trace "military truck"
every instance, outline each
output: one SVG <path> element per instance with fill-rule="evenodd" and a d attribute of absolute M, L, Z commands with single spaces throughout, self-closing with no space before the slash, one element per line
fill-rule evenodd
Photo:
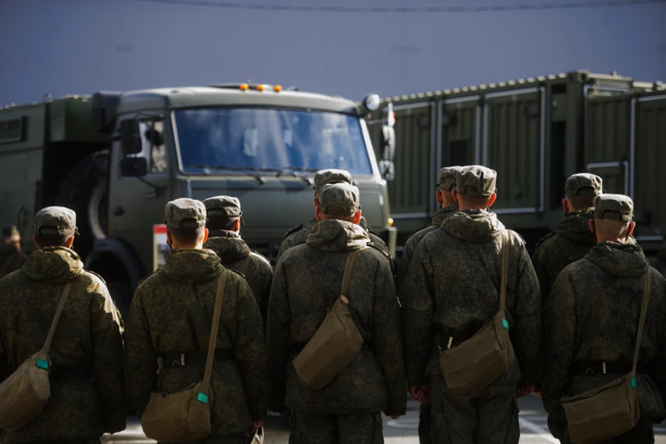
<path fill-rule="evenodd" d="M 442 166 L 480 164 L 498 174 L 493 207 L 529 247 L 557 227 L 566 178 L 590 171 L 631 196 L 635 235 L 648 251 L 666 232 L 666 88 L 659 82 L 577 71 L 382 100 L 400 146 L 388 185 L 398 245 L 437 210 Z M 379 124 L 370 126 L 382 139 Z"/>
<path fill-rule="evenodd" d="M 106 280 L 121 311 L 153 271 L 153 225 L 176 198 L 239 198 L 243 237 L 270 259 L 285 232 L 314 216 L 314 172 L 344 169 L 370 228 L 395 248 L 386 182 L 363 119 L 379 101 L 238 83 L 6 106 L 0 225 L 17 225 L 29 249 L 35 212 L 75 210 L 74 248 Z"/>

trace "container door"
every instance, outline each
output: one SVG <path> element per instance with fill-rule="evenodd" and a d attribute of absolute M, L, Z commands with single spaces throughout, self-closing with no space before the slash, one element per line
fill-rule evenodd
<path fill-rule="evenodd" d="M 529 88 L 486 95 L 481 157 L 497 172 L 497 214 L 543 211 L 545 94 Z"/>
<path fill-rule="evenodd" d="M 425 218 L 434 194 L 432 173 L 433 105 L 421 102 L 393 108 L 395 112 L 395 179 L 388 182 L 391 216 Z"/>
<path fill-rule="evenodd" d="M 635 102 L 635 139 L 633 194 L 639 241 L 663 240 L 666 234 L 666 94 Z"/>

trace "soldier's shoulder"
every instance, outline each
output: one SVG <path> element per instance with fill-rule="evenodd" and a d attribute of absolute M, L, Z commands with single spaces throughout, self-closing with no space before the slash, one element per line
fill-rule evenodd
<path fill-rule="evenodd" d="M 143 279 L 139 281 L 139 284 L 137 284 L 137 291 L 138 291 L 139 289 L 152 285 L 160 275 L 161 272 L 159 269 L 147 274 Z"/>
<path fill-rule="evenodd" d="M 266 257 L 260 253 L 255 251 L 254 250 L 250 250 L 250 257 L 257 262 L 259 262 L 263 265 L 271 266 L 271 261 L 266 259 Z"/>
<path fill-rule="evenodd" d="M 94 281 L 98 280 L 101 282 L 102 284 L 103 284 L 104 285 L 106 285 L 106 281 L 104 280 L 104 278 L 102 278 L 101 275 L 95 273 L 94 271 L 92 271 L 92 270 L 85 270 L 85 271 L 83 271 L 83 273 L 85 274 L 87 274 L 90 277 L 90 278 L 92 279 L 92 280 Z"/>
<path fill-rule="evenodd" d="M 557 233 L 556 232 L 548 233 L 547 234 L 546 234 L 545 236 L 540 239 L 539 241 L 536 243 L 536 245 L 535 246 L 537 248 L 538 248 L 540 246 L 541 248 L 543 248 L 543 246 L 547 245 L 548 244 L 550 244 L 552 241 L 557 239 L 556 236 L 557 236 Z"/>
<path fill-rule="evenodd" d="M 291 235 L 292 235 L 292 234 L 295 234 L 295 233 L 298 232 L 299 231 L 300 231 L 300 230 L 302 230 L 302 229 L 303 229 L 303 224 L 302 224 L 302 223 L 301 223 L 300 225 L 297 225 L 295 226 L 293 228 L 291 228 L 291 230 L 289 230 L 288 232 L 287 232 L 286 233 L 284 233 L 284 235 L 282 236 L 282 240 L 286 239 L 287 239 L 287 237 L 289 237 L 289 236 L 291 236 Z"/>

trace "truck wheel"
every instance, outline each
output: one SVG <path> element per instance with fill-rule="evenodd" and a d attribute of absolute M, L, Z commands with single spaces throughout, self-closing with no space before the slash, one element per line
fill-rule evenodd
<path fill-rule="evenodd" d="M 79 235 L 74 248 L 82 258 L 92 250 L 96 239 L 106 237 L 108 169 L 108 151 L 86 156 L 63 179 L 56 197 L 56 205 L 76 212 Z"/>

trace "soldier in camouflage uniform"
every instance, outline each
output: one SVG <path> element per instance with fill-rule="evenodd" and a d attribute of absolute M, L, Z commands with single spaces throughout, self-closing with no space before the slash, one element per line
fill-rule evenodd
<path fill-rule="evenodd" d="M 488 208 L 493 170 L 460 172 L 453 190 L 459 211 L 419 243 L 403 286 L 405 365 L 410 393 L 432 400 L 433 443 L 518 443 L 517 387 L 536 382 L 541 332 L 539 284 L 522 239 Z M 456 345 L 500 309 L 502 235 L 509 238 L 506 316 L 516 359 L 488 387 L 470 396 L 450 391 L 439 364 L 439 338 Z M 445 344 L 443 346 L 446 346 Z"/>
<path fill-rule="evenodd" d="M 243 212 L 240 200 L 230 196 L 217 196 L 205 200 L 203 205 L 206 206 L 206 228 L 209 232 L 203 248 L 214 251 L 225 267 L 239 271 L 245 277 L 265 325 L 273 267 L 264 256 L 250 251 L 241 239 Z"/>
<path fill-rule="evenodd" d="M 572 262 L 583 259 L 597 241 L 590 230 L 595 198 L 602 191 L 601 178 L 581 173 L 567 179 L 562 207 L 565 216 L 557 231 L 539 241 L 532 264 L 541 285 L 541 307 L 553 288 L 557 275 Z"/>
<path fill-rule="evenodd" d="M 650 264 L 660 273 L 662 276 L 666 277 L 666 241 L 661 244 L 661 249 L 656 257 L 650 261 Z"/>
<path fill-rule="evenodd" d="M 99 443 L 125 428 L 122 321 L 103 280 L 71 249 L 76 214 L 48 207 L 35 215 L 38 248 L 0 280 L 0 382 L 44 345 L 65 285 L 71 284 L 49 357 L 51 397 L 6 443 Z"/>
<path fill-rule="evenodd" d="M 348 183 L 352 185 L 352 176 L 349 173 L 349 171 L 343 169 L 323 169 L 317 171 L 314 175 L 314 198 L 312 200 L 315 208 L 319 205 L 319 196 L 324 185 L 332 183 Z M 308 235 L 312 230 L 312 227 L 316 223 L 317 219 L 316 217 L 314 217 L 305 226 L 301 224 L 288 231 L 284 237 L 282 237 L 282 242 L 280 245 L 280 250 L 278 252 L 278 257 L 275 259 L 275 262 L 279 261 L 280 258 L 284 254 L 284 252 L 291 247 L 305 244 L 305 239 L 307 239 Z M 359 225 L 368 232 L 370 236 L 370 240 L 373 244 L 382 251 L 386 253 L 388 255 L 388 247 L 387 247 L 386 243 L 382 240 L 382 238 L 370 232 L 370 227 L 368 225 L 368 222 L 364 217 L 361 217 Z"/>
<path fill-rule="evenodd" d="M 456 178 L 461 169 L 461 166 L 445 166 L 439 170 L 439 182 L 435 191 L 435 198 L 441 208 L 432 215 L 431 224 L 412 233 L 404 244 L 398 274 L 399 292 L 401 292 L 400 287 L 407 276 L 409 264 L 418 243 L 426 234 L 438 228 L 450 215 L 457 211 L 458 204 L 453 200 L 451 191 L 456 187 Z M 404 294 L 401 295 L 402 303 L 404 302 L 402 300 L 404 297 Z M 418 441 L 421 444 L 430 442 L 430 405 L 428 402 L 420 404 L 418 414 Z"/>
<path fill-rule="evenodd" d="M 550 431 L 563 443 L 569 438 L 560 398 L 631 370 L 646 273 L 652 288 L 638 358 L 640 419 L 606 442 L 654 443 L 652 421 L 666 417 L 666 280 L 648 265 L 640 247 L 627 241 L 633 213 L 626 196 L 597 197 L 589 225 L 598 244 L 562 271 L 544 310 L 542 397 Z"/>
<path fill-rule="evenodd" d="M 16 227 L 2 230 L 0 239 L 0 279 L 25 264 L 28 255 L 21 251 L 21 233 Z"/>
<path fill-rule="evenodd" d="M 203 203 L 176 199 L 164 212 L 172 251 L 164 266 L 139 284 L 128 318 L 127 375 L 139 418 L 151 392 L 173 393 L 203 378 L 224 269 L 214 252 L 202 249 L 208 234 Z M 203 441 L 240 444 L 248 431 L 262 427 L 268 379 L 259 307 L 245 279 L 228 273 L 210 382 L 212 432 Z"/>
<path fill-rule="evenodd" d="M 292 411 L 291 444 L 382 443 L 380 412 L 397 418 L 407 402 L 393 278 L 383 255 L 365 248 L 356 187 L 324 187 L 316 217 L 305 244 L 290 248 L 275 269 L 266 334 L 272 409 Z M 309 388 L 292 359 L 340 296 L 347 256 L 359 249 L 347 297 L 364 348 L 327 386 Z"/>

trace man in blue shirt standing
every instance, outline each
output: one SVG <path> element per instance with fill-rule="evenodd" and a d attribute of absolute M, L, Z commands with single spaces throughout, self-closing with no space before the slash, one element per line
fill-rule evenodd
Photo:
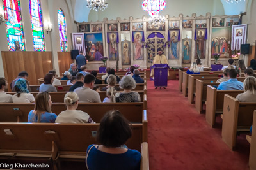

§

» EXERCISE PROMPT
Rewrite the records from the line with "trace man in blue shirt standing" through the end, putting "object" in place of "instance" and changing nothing else. Leave the pictures out.

» WRITTEN SOLUTION
trace man in blue shirt standing
every object, outline each
output: one SVG <path> element per object with fill-rule="evenodd" and a d attribute of absolute M, L, Z commands with single spaces throughout, self-closing with no space before the slash, one element per line
fill-rule evenodd
Photo:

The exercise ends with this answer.